* _ASSIGNED TASK_:
After finding the line that contains "white face mask" in the entries below, retype it and every following line precisely, the last included.

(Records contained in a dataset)
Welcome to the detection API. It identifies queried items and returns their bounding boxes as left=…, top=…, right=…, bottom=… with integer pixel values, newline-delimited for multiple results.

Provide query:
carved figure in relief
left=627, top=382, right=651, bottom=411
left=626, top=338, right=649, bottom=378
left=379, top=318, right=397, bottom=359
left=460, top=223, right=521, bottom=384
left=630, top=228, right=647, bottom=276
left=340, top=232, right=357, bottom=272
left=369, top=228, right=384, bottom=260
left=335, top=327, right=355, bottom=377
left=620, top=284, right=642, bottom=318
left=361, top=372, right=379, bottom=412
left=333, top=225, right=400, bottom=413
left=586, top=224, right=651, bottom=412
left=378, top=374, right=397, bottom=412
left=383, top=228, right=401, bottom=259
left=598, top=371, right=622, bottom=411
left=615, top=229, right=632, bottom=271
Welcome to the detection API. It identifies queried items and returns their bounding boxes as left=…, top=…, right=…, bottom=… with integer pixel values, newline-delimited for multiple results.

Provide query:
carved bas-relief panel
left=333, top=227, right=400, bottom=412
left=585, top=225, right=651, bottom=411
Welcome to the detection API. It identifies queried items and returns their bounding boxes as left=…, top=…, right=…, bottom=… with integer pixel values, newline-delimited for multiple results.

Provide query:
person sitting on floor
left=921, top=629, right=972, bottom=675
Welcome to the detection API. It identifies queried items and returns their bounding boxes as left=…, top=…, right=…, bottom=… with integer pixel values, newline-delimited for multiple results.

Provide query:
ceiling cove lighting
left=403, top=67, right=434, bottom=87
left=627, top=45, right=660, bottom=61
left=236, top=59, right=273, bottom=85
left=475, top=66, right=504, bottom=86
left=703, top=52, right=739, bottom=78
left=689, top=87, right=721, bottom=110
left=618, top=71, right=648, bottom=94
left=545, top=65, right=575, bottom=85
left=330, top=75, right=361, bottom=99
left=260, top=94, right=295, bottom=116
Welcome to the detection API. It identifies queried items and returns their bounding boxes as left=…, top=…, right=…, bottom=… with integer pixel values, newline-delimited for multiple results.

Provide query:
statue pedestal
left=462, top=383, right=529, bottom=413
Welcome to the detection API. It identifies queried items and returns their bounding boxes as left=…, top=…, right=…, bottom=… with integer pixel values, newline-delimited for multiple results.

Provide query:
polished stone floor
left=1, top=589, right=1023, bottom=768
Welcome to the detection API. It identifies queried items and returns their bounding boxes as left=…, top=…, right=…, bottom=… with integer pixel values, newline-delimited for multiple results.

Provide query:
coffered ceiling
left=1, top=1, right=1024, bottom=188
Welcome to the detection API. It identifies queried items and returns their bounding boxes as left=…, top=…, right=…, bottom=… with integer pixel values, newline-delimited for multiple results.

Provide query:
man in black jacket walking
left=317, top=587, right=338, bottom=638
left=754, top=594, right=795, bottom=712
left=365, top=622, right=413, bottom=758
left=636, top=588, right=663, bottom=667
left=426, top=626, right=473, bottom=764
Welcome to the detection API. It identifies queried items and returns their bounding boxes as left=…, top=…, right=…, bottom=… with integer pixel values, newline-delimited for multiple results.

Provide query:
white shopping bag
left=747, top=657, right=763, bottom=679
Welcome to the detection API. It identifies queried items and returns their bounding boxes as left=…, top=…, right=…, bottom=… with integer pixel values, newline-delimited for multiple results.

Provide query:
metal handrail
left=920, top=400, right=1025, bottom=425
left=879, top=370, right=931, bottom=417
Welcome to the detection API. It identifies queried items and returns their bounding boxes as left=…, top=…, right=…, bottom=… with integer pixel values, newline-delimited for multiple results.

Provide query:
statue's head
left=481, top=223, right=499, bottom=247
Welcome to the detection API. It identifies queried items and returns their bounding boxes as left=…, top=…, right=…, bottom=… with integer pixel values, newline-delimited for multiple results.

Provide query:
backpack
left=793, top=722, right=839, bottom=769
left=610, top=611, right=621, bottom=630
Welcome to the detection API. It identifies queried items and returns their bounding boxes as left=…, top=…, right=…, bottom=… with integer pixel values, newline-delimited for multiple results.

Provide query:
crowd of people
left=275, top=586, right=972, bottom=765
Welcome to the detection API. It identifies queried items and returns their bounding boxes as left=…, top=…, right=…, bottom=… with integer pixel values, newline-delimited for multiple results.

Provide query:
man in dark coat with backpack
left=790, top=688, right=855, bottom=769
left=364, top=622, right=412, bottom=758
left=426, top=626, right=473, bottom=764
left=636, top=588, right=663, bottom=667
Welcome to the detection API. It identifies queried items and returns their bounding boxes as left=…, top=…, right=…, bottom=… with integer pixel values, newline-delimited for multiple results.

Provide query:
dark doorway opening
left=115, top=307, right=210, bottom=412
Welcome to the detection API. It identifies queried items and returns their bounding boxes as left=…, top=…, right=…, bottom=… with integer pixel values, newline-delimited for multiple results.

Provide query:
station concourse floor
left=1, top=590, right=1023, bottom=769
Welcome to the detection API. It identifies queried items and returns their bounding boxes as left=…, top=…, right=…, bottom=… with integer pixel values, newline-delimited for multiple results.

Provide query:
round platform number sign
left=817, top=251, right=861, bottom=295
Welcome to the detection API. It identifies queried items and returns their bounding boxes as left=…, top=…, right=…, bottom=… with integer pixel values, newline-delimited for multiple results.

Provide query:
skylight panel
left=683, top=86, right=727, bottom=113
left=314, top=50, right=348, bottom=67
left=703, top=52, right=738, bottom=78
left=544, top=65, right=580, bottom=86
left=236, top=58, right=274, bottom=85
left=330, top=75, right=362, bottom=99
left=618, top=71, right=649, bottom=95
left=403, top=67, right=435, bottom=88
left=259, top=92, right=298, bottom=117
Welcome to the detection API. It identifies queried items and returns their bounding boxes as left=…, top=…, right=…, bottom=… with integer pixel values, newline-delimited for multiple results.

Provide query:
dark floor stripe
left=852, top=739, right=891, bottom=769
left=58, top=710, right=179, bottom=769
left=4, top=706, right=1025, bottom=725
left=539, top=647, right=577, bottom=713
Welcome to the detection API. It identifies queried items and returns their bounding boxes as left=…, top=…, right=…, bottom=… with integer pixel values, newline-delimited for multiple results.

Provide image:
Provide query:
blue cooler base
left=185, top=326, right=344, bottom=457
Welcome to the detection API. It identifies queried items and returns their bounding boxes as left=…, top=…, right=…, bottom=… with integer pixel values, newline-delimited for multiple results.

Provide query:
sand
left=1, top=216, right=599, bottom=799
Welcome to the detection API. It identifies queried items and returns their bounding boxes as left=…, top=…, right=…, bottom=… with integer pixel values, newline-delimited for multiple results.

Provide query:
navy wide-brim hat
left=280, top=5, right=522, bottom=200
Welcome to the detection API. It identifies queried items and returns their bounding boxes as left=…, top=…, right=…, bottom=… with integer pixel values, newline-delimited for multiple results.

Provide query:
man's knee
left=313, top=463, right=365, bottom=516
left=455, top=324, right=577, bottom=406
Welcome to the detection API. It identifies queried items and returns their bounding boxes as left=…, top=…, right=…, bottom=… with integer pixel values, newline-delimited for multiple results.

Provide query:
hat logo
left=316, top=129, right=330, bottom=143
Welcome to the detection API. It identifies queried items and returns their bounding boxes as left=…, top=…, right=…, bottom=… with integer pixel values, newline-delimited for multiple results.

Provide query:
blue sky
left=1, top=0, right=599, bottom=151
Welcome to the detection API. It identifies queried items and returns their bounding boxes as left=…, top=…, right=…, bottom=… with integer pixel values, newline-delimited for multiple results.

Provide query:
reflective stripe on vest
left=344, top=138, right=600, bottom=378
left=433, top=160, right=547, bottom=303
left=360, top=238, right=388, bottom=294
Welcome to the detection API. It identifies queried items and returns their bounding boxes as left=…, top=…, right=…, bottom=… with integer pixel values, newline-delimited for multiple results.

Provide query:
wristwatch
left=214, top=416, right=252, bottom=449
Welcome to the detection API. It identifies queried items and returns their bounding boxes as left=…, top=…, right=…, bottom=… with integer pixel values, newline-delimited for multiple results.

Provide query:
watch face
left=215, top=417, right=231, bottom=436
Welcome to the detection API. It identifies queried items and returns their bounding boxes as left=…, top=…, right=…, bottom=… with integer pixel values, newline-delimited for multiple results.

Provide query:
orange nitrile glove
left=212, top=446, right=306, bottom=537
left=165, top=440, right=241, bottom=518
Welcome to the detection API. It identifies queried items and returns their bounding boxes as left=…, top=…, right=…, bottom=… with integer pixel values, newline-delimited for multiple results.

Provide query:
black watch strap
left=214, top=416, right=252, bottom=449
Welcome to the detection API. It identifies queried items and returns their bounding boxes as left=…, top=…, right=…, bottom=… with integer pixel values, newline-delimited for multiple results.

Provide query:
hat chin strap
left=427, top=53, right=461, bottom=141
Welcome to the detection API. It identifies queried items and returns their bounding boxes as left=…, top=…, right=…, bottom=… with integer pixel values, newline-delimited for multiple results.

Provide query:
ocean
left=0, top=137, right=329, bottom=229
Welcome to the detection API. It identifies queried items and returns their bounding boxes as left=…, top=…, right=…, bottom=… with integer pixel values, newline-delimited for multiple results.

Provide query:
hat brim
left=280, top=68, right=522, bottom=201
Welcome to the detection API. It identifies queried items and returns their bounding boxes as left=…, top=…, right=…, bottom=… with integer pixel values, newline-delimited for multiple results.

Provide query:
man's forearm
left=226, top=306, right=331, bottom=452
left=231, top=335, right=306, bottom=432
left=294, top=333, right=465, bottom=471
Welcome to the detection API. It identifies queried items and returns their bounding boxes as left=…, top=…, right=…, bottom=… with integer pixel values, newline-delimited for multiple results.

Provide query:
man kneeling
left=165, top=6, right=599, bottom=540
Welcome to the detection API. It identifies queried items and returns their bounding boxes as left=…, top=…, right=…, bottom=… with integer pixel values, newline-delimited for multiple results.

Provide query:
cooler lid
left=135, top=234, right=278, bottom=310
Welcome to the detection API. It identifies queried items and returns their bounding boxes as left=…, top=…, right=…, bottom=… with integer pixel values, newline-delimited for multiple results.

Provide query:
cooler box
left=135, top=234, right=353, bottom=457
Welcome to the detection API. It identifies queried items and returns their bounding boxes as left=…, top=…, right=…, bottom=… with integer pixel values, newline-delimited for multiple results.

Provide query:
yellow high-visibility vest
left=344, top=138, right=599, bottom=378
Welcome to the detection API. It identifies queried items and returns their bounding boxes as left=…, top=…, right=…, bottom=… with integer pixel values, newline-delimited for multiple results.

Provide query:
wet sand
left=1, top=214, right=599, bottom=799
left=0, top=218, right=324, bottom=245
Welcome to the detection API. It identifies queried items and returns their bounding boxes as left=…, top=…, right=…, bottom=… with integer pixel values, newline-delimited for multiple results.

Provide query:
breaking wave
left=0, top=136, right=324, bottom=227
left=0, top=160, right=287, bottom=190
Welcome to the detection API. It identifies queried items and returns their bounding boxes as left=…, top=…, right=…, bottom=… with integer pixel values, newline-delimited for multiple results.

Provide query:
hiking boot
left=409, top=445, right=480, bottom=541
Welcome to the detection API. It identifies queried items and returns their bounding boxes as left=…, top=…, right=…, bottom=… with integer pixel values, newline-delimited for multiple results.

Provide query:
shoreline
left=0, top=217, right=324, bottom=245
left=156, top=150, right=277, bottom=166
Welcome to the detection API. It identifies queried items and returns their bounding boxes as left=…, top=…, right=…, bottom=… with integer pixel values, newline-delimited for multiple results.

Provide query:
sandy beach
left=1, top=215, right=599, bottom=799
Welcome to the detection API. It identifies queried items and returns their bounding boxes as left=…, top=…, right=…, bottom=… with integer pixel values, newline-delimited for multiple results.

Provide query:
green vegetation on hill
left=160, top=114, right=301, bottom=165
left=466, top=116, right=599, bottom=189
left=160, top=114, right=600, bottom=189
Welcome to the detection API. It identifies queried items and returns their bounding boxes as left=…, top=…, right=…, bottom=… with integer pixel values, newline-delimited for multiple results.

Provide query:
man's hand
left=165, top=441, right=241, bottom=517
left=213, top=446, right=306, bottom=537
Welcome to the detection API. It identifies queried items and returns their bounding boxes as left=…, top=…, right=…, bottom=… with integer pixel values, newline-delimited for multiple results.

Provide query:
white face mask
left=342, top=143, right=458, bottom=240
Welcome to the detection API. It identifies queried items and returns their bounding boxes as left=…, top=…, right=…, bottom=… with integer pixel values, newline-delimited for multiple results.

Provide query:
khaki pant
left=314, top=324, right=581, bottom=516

* _RESPONSE AREA_:
white face mask
left=342, top=143, right=458, bottom=240
Welcome to the detection API. It identifies queried items and returns their bounding boxes as left=…, top=…, right=…, bottom=… with integer pixel values, newline-delimited for multiple results.

Provide query:
khaki pant
left=314, top=324, right=581, bottom=516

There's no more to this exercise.